Extract from the entries below, exactly as given, only the lines from the line containing "Where can the tractor rear" to the line containing "Where can the spectator", both lines included.

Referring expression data
-- Opening Marker --
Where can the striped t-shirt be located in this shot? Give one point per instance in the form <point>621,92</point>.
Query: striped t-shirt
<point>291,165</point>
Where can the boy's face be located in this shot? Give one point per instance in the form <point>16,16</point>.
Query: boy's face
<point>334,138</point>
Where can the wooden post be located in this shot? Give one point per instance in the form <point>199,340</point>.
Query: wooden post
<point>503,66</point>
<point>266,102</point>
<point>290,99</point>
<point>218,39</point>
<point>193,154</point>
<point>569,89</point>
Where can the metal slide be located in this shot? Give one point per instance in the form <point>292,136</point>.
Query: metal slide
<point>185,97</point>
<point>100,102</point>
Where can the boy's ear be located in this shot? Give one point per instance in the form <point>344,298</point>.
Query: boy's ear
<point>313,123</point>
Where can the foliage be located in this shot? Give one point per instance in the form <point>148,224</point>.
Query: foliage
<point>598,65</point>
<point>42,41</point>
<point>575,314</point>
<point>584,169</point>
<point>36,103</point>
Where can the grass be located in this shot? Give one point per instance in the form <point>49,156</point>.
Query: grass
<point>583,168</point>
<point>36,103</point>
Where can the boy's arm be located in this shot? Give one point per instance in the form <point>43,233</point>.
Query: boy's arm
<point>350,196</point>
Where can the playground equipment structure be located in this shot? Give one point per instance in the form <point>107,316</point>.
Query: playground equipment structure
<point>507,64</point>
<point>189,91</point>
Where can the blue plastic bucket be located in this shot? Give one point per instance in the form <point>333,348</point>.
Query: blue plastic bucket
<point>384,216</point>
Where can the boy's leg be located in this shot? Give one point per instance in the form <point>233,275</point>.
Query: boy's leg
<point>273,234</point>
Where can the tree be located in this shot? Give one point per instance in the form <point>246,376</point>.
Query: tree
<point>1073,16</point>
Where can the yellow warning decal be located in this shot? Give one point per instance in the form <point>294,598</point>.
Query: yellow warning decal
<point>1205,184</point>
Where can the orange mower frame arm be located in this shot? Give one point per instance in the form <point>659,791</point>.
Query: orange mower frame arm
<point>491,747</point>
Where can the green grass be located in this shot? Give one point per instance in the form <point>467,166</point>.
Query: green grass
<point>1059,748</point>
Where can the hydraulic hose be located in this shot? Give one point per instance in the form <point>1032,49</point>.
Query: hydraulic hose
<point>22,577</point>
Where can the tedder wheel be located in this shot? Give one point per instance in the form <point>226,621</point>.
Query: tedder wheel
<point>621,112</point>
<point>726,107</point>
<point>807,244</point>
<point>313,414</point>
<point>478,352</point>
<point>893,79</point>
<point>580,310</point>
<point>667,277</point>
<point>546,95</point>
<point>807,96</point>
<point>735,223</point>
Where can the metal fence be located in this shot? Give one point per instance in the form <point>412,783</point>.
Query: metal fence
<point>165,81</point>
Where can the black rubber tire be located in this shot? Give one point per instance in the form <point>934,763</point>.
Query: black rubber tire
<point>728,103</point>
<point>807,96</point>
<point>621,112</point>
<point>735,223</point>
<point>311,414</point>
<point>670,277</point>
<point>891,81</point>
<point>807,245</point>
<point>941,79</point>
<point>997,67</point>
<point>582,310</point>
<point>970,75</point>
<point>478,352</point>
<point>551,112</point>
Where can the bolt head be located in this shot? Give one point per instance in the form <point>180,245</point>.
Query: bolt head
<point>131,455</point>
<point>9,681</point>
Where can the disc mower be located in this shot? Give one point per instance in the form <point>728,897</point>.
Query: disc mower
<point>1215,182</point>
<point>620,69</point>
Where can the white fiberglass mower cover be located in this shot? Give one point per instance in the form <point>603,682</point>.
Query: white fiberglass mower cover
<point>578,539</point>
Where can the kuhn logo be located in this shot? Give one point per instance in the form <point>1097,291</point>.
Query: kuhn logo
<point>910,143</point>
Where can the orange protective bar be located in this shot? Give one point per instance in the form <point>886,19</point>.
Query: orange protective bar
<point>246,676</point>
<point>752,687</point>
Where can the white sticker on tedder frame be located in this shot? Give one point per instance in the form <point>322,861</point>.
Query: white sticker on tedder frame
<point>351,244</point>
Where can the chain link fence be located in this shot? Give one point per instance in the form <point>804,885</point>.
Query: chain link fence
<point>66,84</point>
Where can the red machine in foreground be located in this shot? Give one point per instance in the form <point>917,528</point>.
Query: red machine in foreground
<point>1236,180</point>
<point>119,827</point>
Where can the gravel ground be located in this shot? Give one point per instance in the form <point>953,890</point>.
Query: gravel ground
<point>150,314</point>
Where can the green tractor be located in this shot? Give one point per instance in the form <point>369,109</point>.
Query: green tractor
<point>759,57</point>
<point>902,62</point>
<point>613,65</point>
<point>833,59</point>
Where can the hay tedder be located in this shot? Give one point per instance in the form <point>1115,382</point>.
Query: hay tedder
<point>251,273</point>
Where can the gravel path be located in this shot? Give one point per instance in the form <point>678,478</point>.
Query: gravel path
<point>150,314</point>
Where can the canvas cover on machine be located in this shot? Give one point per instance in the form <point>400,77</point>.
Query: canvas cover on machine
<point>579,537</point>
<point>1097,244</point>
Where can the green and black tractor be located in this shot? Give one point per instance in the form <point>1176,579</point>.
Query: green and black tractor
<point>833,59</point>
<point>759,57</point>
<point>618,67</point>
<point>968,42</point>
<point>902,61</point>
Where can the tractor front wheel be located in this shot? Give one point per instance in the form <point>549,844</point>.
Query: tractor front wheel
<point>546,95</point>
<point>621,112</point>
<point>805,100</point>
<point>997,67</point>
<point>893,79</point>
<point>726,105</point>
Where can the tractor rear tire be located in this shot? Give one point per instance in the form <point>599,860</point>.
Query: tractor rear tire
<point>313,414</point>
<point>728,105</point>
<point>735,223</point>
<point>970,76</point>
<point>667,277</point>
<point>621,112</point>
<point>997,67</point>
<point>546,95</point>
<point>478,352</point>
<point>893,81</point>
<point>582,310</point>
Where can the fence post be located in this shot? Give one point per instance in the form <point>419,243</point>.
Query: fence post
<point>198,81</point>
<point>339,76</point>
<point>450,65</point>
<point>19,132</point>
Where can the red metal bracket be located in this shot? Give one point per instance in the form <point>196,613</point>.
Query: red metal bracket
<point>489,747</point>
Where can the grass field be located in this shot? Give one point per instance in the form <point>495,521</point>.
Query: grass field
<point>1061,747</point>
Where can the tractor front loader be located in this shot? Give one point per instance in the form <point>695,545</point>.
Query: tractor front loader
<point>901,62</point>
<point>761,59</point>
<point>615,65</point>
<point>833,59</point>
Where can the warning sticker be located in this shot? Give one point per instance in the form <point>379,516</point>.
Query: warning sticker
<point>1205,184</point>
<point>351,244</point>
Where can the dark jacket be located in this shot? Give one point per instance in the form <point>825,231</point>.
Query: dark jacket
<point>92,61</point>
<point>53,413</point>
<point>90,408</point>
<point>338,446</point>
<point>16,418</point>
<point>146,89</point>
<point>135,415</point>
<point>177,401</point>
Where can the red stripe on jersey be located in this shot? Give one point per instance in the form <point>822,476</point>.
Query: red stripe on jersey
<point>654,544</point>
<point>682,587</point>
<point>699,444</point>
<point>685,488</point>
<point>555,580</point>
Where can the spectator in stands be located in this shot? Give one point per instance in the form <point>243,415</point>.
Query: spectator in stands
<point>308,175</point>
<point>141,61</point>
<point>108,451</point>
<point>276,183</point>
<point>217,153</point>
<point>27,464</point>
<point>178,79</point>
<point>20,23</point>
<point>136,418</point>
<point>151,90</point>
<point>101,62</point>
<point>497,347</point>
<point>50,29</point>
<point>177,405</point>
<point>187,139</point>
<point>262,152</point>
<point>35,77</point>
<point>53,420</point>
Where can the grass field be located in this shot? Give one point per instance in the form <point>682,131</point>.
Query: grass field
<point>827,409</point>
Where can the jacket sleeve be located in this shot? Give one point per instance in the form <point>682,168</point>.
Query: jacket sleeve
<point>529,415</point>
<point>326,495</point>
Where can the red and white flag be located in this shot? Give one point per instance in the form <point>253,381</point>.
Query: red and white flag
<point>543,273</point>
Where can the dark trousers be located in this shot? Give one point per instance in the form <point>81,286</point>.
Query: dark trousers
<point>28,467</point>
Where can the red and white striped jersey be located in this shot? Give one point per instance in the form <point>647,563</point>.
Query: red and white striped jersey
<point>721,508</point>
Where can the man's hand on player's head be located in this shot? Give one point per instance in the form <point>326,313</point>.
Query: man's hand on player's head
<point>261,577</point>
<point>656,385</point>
-- Closing Marker --
Problem solution:
Where can the tractor rear tire be located in this shot? Give one point per instance in the form <point>599,860</point>.
Query: tractor rear tire
<point>313,414</point>
<point>728,105</point>
<point>735,223</point>
<point>970,76</point>
<point>667,277</point>
<point>621,112</point>
<point>997,67</point>
<point>546,95</point>
<point>478,352</point>
<point>893,81</point>
<point>582,310</point>
Where can the fence post be located in this shot? Give one point per instance in the form <point>419,243</point>.
Query: fence post
<point>198,81</point>
<point>339,76</point>
<point>450,65</point>
<point>19,132</point>
Where can the red metal bracket be located in this shot? Give one point per instance in the form <point>196,613</point>.
Query: red metal bracket
<point>489,747</point>
Where can the grass field be located in this shot? Give one point per instance in the form <point>495,521</point>.
Query: grass field
<point>1061,747</point>
Where can the tractor front loader be located in this shot? Give one point per instance in the form <point>695,545</point>.
Query: tractor front loader
<point>901,62</point>
<point>761,59</point>
<point>615,65</point>
<point>833,59</point>
Where can the warning sticker be located in this shot? Give one point per instance in the form <point>379,516</point>.
Query: warning sticker
<point>1205,184</point>
<point>351,244</point>
Where can the dark jacket be located in this shot? Give one point per instance in the form <point>825,231</point>.
Query: dark jacket
<point>92,61</point>
<point>53,413</point>
<point>90,408</point>
<point>338,446</point>
<point>16,418</point>
<point>146,89</point>
<point>135,415</point>
<point>177,401</point>
Where can the red stripe on jersey be located in this shot? Give one point per instance in the form <point>822,476</point>.
Query: red stripe on jersey
<point>654,544</point>
<point>682,587</point>
<point>699,444</point>
<point>685,488</point>
<point>555,580</point>
Where can the spectator in stands be located in this shot? Give one point per instance in the form <point>243,415</point>.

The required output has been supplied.